Can you select every line in the entries below that contains the word "tree" and copy each one out? Case counts.

● ● ● ● ● ● ●

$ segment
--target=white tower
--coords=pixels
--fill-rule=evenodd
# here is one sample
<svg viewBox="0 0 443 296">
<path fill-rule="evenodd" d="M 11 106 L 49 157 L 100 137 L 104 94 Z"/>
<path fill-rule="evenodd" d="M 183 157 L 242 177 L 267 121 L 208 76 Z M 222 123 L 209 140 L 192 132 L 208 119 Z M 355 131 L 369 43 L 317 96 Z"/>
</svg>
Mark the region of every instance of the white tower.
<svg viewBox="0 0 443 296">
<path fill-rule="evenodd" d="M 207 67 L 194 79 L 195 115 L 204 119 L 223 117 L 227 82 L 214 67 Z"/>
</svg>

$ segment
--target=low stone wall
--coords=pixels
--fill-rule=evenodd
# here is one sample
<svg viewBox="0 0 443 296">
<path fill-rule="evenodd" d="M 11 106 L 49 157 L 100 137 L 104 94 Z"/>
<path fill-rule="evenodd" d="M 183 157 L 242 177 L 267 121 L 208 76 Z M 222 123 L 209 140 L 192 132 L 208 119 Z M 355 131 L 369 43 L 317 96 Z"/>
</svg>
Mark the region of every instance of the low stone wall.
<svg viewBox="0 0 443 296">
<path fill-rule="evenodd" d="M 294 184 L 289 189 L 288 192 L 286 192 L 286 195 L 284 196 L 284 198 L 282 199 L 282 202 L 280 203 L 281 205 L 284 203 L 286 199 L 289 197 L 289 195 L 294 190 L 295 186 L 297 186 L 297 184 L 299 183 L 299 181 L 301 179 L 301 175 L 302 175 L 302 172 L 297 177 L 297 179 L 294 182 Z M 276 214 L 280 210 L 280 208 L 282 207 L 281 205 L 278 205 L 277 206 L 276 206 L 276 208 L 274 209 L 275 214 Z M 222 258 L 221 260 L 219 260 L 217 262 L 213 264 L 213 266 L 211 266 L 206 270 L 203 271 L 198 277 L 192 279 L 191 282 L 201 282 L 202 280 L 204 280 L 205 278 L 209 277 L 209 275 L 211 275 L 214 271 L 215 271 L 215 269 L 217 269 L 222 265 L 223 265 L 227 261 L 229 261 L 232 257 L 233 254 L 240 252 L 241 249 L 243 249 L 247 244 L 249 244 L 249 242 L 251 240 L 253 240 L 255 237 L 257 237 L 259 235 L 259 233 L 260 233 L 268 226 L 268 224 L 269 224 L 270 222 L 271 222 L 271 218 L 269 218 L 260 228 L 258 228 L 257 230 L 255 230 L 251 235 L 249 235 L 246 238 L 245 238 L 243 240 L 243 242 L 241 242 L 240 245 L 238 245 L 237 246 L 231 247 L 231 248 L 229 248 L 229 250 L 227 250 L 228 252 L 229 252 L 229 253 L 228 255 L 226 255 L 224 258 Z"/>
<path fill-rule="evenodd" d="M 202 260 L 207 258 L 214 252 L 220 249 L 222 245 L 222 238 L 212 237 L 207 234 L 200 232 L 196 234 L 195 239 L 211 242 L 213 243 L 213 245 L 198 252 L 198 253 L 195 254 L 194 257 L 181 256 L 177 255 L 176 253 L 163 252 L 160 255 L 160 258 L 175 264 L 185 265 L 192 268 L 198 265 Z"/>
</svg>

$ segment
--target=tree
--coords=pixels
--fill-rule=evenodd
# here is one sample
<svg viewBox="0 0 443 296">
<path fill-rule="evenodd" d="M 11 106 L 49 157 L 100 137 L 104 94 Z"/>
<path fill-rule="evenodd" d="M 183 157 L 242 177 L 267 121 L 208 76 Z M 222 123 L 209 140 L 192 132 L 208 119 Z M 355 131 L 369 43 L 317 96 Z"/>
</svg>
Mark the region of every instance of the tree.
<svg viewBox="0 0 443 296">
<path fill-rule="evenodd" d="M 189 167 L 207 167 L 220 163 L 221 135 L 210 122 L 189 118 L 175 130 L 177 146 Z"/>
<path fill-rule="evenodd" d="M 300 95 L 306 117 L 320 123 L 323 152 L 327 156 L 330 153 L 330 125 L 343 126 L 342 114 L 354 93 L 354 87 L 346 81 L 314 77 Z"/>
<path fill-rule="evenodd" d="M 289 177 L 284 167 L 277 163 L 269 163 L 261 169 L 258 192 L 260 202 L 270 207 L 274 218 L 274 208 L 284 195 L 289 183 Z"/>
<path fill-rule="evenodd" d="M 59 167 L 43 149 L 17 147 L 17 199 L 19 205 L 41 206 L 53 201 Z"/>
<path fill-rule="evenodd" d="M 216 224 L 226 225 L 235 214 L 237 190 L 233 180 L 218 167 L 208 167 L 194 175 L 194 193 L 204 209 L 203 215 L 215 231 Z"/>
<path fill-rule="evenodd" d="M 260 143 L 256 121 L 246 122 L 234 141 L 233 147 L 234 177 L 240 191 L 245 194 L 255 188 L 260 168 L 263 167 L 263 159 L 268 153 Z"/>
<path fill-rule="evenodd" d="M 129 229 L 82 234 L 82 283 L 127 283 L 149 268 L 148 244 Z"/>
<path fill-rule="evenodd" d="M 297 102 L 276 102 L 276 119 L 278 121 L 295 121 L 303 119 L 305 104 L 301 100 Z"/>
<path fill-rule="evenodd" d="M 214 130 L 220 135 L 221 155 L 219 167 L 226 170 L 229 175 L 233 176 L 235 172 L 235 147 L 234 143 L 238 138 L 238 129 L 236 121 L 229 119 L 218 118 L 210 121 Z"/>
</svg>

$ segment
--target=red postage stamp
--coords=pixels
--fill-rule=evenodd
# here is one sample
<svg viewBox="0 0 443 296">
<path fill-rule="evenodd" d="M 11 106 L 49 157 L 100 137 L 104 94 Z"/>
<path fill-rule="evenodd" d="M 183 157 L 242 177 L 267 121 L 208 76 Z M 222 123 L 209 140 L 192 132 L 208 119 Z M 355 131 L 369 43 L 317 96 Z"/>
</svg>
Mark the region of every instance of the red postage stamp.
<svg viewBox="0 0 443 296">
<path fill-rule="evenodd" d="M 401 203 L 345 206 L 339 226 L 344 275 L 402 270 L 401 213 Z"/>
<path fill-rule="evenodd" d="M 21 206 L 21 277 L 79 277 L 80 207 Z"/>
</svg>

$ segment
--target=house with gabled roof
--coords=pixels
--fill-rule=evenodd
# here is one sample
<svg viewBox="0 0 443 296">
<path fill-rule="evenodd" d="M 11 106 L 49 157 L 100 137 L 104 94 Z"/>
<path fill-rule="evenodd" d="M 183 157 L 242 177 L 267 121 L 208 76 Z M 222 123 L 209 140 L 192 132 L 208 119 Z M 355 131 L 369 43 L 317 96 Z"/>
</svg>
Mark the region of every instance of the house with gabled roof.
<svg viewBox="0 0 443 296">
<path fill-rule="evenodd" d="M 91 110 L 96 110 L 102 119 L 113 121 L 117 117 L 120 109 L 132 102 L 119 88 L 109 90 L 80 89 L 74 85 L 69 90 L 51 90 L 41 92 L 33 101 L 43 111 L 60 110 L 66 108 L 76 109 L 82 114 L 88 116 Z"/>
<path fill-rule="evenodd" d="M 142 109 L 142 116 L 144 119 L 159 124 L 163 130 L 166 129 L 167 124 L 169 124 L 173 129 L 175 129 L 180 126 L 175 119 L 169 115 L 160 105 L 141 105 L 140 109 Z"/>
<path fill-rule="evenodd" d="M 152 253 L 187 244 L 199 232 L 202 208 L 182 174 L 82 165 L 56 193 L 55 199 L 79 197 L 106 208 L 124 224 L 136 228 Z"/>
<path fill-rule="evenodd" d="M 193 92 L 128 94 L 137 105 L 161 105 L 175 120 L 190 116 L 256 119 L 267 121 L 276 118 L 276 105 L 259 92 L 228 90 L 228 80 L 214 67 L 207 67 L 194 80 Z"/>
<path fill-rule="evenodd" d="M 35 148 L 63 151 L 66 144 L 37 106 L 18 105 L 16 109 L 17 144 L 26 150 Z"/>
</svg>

● ● ● ● ● ● ●

The result:
--target=tree
Mark the region of every instance of the tree.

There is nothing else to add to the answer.